Given text »
--

A daughter’s vow to see her father’s ‘killer’ jailed

Bilquees cannot forget how as a 14-year-old child she cried the night of January 18 of 2002, when a man in army uniform took her father away during a raid on their home in Rawalpora.

Manzoor Ahmed Dar, Bilquees’s father was never seen again.

   

Seventeen years later, despite a series of disappointments in her long legal battle Bilquees displays a steely resolve for getting justice to her father.

She vows to see the man, who she later recongnised as Major Kishore Malhotra, in jail, even as the case of “custodial disappearance” reached a dead end in 2015 when the Supreme Court sent it to defense ministry.

By then the accused Major Malhotra had risen to the rank of a Brigadier in the Indian army. 

The young woman who is now a tax autidor and married, with children to look after, Bilquees remembers the “smirk” on the face of the man telling her and her mother that Dar would be released after a “conversation”.

“But, we knew what a late night raid meant those days,” Bilquees says, adding the same accused army officer had banged at their door the previous night as well asking for Dar.

But the well known chemist in his locality was at his friend’s house that night attending to his friend’s ill wife fresh from a surgery in his neighbourhood.

Bilquees says the next morning her father went to Sadder police station to find out what the matter was.

“He was told at the police station that there was nothing against him,” Bilquees says, little knowing the family’s unending ordeal had begun.

Residents protested Dar’s arrest as the family approached the police station for registering an FIR.

“We were told to wait till January 26 (Republic Day),” says Bilquees.

But there was FIR even on January 27 when the family returned to the police station.

“My family including my grandfather (since dead) understood that they were left on their own. We continued with our protest until the Major appeared before us again,” Dar’s daughter said.

By then, Bilquees recalls the Major’s demeanor had turned more aggressive. 

“Why did you do this tamasha? You will have you repay for it,” she recalls the army officer telling her family.

Their worries were to increase manifold in the coming days when two men from neighboring Barzulla approached the family with information on Dar.

“Both of them had been taken away by the same Major on the very same night along with my father. They were interrogated to the extent that they could barely stand on their knees. Besides, his two business partners were also interrogated by same Major. Their anecdotes verified that something bad had happened to my father,” said Bilquees.   

Finally, when an FIR into Dar’s disappearance was registered on February 3, 2002 the case came into limelight and police investigation started.

As the case took many turns during the course of the investigation later taken up by a special investigation team (SIT) of police, the accused army officer Malhotra was thoroughly interrogated at least on four occasions.  

And then in 2007 as investigations progressed, Bilquees says a man approached her family with an offer to withdraw the case.

--

Recorded data »
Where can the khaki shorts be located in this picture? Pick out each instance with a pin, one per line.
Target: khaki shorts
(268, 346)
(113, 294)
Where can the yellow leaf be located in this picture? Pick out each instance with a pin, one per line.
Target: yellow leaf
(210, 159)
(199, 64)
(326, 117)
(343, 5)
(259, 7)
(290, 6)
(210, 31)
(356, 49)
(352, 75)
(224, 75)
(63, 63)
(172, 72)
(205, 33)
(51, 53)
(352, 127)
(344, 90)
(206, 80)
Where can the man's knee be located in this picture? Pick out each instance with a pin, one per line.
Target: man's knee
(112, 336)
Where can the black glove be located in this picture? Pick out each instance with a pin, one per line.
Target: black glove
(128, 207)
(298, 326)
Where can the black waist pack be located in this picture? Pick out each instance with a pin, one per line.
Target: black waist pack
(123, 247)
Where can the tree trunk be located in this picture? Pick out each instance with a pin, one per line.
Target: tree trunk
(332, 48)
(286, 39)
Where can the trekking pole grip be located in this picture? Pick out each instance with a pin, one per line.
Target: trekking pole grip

--

Rewrite the passage of the article about Bilquees starting with "Bilquees says the" and going on through "registering an FIR.", substituting "police post" for every "police station".

Output »
Bilquees says the next morning her father went to Sadder police post to find out what the matter was.

“He was told at the police post that there was nothing against him,” Bilquees says, little knowing the family’s unending ordeal had begun.

Residents protested Dar’s arrest as the family approached the police post for registering an FIR.